---------- 原文 ----------

Description

There are N gas stations along a circular route, where the amount of gas at station i is gas[i].

You have a car with an unlimited gas tank and it costs cost[i] of gas to travel from station i to its next station (i+1). You begin the journey with an empty tank at one of the gas stations.

Return the starting gas station’s index if you can travel around the circuit once in the clockwise direction, otherwise return -1.

Note

• If there exists a solution, it is guaranteed to be unique.
• Both input arrays are non-empty and have the same length.
• Each element in the input arrays is a non-negative integer.

Example

• Example 1:

Input:
gas
= [1,2,3,4,5]
cost = [3,4,5,1,2]
Output: 3
Explanation:
Start at station 3 (index 3) and fill up with 4 unit of gas. Your tank = 0 + 4 = 4
Travel to station 4. Your tank = 4 - 1 + 5 = 8
Travel to station 0. Your tank = 8 - 2 + 1 = 7
Travel to station 1. Your tank = 7 - 3 + 2 = 6
Travel to station 2. Your tank = 6 - 4 + 3 = 5
Travel to station 3. The cost is 5. Your gas is just enough to travel back to station 3.
Therefore, return 3 as the starting index.

• Example 2:

Input:
gas
= [2,3,4]
cost = [3,4,3]
Output: -1
Explanation:
You can't start at station 0 or 1, as there is not enough gas to travel to the next station.
Let's start at station 2 and fill up with 4 unit of gas. Your tank = 0 + 4 = 4
Travel to station 0. Your tank = 4 - 3 + 2 = 3
Travel to station 1. Your tank = 3 - 3 + 3 = 3
You cannot travel back to station 2, as it requires 4 unit of gas but you only have 3.
Therefore, you can't travel around the circuit once no matter where you start.

题意

求能环形所有加油站的起始站点

解题思路

假设从站点 i 出发，到达站点 k 之前，依然能保证油箱里油没见底儿，从k 出发后，见底儿了。那么就说明 diff[i] + diff[i+1] + … + diff[k] < 0，而除掉diff[k]以外，从diff[i]开始的累加都是 >= 0的。也就是说diff[i] 也是 >= 0的，这个时候我们还有必要从站点 i + 1尝试吗？仔细一想就知道：车要是从站点 i+1出发，到达站点k后，甚至还没到站点k，油箱就见底儿了，因为少加了站点 i 的油。。。

----------

* _任务列表_:
- a) 请照原样抄录加油站问题原文中从“Description”到“a non-negative integer.”的这一段。
- b) 请从加油站问题原文的最后一句之后接着续写。

---------- 所给条目 ----------

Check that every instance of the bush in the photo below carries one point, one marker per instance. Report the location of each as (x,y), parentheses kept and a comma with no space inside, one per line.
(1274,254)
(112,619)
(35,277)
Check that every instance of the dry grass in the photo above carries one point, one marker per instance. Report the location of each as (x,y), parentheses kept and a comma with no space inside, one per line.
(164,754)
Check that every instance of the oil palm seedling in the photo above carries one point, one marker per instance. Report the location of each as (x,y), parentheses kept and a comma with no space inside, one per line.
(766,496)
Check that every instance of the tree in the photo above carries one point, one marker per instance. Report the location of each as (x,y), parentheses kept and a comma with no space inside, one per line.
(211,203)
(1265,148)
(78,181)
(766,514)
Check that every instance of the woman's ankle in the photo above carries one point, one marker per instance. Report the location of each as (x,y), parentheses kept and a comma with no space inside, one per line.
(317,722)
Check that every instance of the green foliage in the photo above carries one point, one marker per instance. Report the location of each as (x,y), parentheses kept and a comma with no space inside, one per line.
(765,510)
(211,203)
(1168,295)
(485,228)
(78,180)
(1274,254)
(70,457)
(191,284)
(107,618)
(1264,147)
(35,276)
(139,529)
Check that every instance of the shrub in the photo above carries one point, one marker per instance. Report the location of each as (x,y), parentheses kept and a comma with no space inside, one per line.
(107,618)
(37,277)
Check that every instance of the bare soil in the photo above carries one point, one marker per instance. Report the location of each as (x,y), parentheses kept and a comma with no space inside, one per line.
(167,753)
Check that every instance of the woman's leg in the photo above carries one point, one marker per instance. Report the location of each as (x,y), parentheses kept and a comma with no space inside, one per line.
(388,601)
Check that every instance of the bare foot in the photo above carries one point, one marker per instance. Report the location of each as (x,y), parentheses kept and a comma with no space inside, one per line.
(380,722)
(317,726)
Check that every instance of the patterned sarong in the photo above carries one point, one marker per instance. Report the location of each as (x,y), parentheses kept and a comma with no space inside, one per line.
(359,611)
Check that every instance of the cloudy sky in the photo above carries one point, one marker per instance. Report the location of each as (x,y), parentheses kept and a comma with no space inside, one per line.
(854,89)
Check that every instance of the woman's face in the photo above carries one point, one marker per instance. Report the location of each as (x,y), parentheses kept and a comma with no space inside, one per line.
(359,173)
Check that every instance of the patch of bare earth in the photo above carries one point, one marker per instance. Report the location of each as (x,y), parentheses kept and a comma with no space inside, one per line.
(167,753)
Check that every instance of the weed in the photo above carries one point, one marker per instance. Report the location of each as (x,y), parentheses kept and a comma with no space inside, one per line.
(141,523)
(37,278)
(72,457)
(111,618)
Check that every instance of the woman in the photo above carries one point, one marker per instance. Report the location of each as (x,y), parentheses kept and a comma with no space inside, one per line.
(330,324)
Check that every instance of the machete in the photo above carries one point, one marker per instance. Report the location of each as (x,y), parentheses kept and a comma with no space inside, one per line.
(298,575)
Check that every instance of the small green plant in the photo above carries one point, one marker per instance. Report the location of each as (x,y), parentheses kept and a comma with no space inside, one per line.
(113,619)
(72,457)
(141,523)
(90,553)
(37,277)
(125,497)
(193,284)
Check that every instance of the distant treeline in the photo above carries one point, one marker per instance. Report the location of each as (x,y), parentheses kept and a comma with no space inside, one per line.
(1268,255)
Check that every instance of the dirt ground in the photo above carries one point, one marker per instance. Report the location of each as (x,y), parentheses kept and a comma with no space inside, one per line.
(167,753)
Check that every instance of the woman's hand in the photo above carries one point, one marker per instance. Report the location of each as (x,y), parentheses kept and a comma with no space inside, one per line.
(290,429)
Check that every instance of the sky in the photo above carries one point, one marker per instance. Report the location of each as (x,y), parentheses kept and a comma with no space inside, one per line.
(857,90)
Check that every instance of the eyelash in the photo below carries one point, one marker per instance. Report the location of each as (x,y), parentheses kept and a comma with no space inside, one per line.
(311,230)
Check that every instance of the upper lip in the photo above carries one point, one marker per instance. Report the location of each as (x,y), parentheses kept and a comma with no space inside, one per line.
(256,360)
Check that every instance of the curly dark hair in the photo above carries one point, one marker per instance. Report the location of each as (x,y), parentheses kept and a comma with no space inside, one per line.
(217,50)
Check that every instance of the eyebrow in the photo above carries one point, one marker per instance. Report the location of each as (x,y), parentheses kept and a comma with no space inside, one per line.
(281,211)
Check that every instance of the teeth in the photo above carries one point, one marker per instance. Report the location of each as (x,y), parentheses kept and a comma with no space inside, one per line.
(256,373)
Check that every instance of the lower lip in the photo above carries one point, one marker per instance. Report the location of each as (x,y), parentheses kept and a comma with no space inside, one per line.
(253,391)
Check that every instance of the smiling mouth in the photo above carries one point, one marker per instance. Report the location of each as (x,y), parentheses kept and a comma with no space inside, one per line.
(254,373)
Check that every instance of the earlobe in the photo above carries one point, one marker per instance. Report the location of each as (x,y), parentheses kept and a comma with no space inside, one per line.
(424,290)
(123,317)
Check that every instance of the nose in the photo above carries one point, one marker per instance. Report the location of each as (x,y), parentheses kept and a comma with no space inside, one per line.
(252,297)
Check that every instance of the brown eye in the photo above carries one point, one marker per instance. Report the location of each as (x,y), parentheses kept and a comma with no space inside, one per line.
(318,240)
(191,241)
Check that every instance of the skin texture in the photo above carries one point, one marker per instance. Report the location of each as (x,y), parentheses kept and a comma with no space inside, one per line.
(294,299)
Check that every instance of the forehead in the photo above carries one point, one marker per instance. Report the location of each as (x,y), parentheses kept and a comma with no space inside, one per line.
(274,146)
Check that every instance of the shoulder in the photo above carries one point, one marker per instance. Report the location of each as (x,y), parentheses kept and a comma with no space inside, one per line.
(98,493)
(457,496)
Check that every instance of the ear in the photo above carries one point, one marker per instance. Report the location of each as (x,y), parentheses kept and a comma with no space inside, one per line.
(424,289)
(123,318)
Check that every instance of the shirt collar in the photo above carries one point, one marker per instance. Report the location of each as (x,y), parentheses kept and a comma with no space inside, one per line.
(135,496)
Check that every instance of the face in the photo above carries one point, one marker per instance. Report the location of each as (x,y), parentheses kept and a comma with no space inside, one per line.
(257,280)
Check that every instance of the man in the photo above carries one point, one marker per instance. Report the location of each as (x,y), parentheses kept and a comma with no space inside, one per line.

----------

* _逐题答案_:
- a)
Description

There are N gas stations along a circular route, where the amount of gas at station i is gas[i].

You have a car with an unlimited gas tank and it costs cost[i] of gas to travel from station i to its next station (i+1). You begin the journey with an empty tank at one of the gas stations.

Return the starting gas station’s index if you can travel around the circuit once in the clockwise direction, otherwise return -1.

Note

• If there exists a solution, it is guaranteed to be unique.
• Both input arrays are non-empty and have the same length.
• Each element in the input arrays is a non-negative integer.

- b)
　　因此，当我们发现到达k 站点邮箱见底儿后，i 到 k 这些站点都不用作为出发点来试验了，肯定不满足条件，只需要从k+1站点尝试即可！因此解法时间复杂度从O(n2)降到了 O(2n)。之所以是O(2n)，是因为将k+1站作为始发站，车得绕圈开回k，来验证k+1是否满足。
　　等等，真的需要这样吗？
　　我们模拟一下过程：
　　a. 最开始，站点0是始发站，假设车开出站点p后，油箱空了，假设sum1 = diff[0] +diff[1] + … + diff[p]，可知sum1 < 0；
　　b. 根据上面的论述，我们将p+1作为始发站，开出q站后，油箱又空了， 设sum2 = diff[p+1] +diff[p+2] + … + diff[q]，可知sum2 < 0。
　　c. 将q+1作为始发站，假设一直开到了未循环的最末站，油箱没见底儿，设sum3 = diff[q+1] +diff[q+2] + … + diff[size-1]，可知sum3 >= 0。
　　要想知道车能否开回 q 站，其实就是在sum3 的基础上，依次加上 diff[0] 到 diff[q]，看看sum3在这个过程中是否会小于0。但是我们之前已经知道 diff[0] 到 diff[p-1] 这段路，油箱能一直保持非负，因此我们只要算算sum3 + sum1是否 <0，就知道能不能开到 p+1站了。
　　如果能从p+1站开出，只要算算sum3 + sum1 + sum2 是否 < 0，就知都能不能开回q站了。
　　因为 sum1, sum2 都 < 0，因此如果 sum3 + sum1 + sum2 >=0 那么sum3 + sum1 必然 >= 0，也就是说，只要sum3 + sum1 + sum2 >=0，车必然能开回q站。而sum3 + sum1 + sum2 其实就是 diff数组的总和 Total，遍历完所有元素已经算出来了。
　　因此 Total 能否 >= 0，就是是否存在这样的站点的充分必要条件。
　　这样时间复杂度进一步从O(2n)降到了 O(n)。
　　综上，只需要遍历一遍所有的站点。

code

class Solution(object):
def canCompleteCircuit(self, gas, cost):
"""
:type gas: List[int]
:type cost: List[int]
:rtype: int
"""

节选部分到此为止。